── Data for processing

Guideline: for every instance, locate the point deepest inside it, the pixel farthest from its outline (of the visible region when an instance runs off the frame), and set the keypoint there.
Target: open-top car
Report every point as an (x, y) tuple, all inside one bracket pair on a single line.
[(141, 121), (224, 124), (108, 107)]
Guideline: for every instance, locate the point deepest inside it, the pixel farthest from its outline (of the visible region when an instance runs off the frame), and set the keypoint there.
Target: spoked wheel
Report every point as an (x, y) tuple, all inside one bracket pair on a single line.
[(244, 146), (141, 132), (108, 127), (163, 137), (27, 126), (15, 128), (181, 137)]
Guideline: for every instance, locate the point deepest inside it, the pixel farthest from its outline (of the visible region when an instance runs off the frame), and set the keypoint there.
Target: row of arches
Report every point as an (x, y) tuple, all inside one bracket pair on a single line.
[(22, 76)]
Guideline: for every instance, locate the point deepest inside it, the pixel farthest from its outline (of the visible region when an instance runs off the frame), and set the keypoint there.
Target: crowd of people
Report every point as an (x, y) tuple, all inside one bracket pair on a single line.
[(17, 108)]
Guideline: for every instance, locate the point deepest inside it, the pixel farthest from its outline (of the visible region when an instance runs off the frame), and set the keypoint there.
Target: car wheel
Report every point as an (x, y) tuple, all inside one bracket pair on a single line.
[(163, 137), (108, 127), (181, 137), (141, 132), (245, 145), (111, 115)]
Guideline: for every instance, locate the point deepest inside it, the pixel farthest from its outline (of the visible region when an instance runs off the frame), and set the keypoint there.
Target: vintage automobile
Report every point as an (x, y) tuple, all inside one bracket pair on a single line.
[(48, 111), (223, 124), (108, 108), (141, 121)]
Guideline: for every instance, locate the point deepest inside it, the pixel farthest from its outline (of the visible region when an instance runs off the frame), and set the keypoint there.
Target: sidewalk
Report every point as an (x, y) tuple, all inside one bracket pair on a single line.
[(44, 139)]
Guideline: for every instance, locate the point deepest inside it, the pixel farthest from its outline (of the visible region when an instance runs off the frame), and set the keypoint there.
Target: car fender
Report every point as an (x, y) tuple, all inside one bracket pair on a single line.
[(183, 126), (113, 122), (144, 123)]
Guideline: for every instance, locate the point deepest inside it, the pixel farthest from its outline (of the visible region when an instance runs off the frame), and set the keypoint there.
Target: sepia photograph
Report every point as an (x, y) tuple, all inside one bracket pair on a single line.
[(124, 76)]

────

◆ Work instructions
Update all the rows above by putting "marker" in place of "keypoint" everywhere it appears, and leave everything else as it is.

◆ Finished answer
Guideline: for every instance, locate the point deepest inside it, the pixel farthest from its outline (of the visible region when an instance runs off the frame), and set the marker there.
Target: open-top car
Report every point as an (x, y) tuple, all inside one bracket pair on a single line.
[(141, 121), (224, 124), (108, 107)]
Guideline: for every instance, locate the point deepest inside it, the pixel farthest from its outline (of the visible region when an instance runs off the frame), and set the marker there.
Target: spoked wheel
Report every point as an (x, y) tuple, all inside one bracket pair on a single line.
[(244, 146), (141, 132), (108, 127), (163, 137), (27, 126), (15, 128), (181, 137)]
Guideline: for every instance, locate the point deepest inside it, the pixel farthest from its outline (of the visible region when an instance runs off the frame), and set the marker there.
Target: row of arches
Report every point as an (x, y) tuple, all inside one bracket pair on a single line.
[(22, 76)]
Guideline: for every instance, locate the point deepest inside it, the pixel farthest from its outline (of the visible region when an instance runs off the frame), and set the marker there.
Target: crowd of people
Report every point as an (x, y) tuple, all inside one bracket pair on a single line.
[(17, 108)]
Guideline: for every instance, locate the point deepest inside it, the pixel farthest from its outline (of the visible region when an instance runs off the frame), and set the marker there.
Target: car wheel
Report every point as an (x, y) tuple, all inside one bracket pair on a single line.
[(163, 137), (108, 127), (181, 137), (141, 132), (245, 145), (111, 115)]
Guideline: for every instance, locate the point deepest inside it, the pixel farthest from its outline (of the visible region when an instance runs off the frame), and set the marker there.
Target: vintage automobile
Report every point as an (x, y) tuple, all inside one bracket pair on a single line.
[(48, 111), (223, 124), (108, 108), (141, 121)]
Guideline: for every instance, locate the point deepest inside it, the pixel farthest from its outline (of the visible region when an instance runs off the frame), and set the marker there.
Target: sidewalk
Report every point as an (x, y) tuple, all inside one bracket pair on a single line.
[(44, 139)]
Guideline: for every instance, locate the point deepest inside it, the pixel farthest from its outline (of the visible region when an instance runs off the frame), and set the marker there.
Target: car fender
Report every point as an (x, y) tuple, all inside one bracket pair on a single line.
[(183, 126), (113, 122), (144, 123)]
Guideline: for every instance, locate the point deepest inside it, the pixel farthest from its outline (of the visible region when an instance runs off the frame), and set the marker there.
Target: sepia photograph
Report every point as an (x, y) tuple, all inside one bracket pair on a single line.
[(124, 76)]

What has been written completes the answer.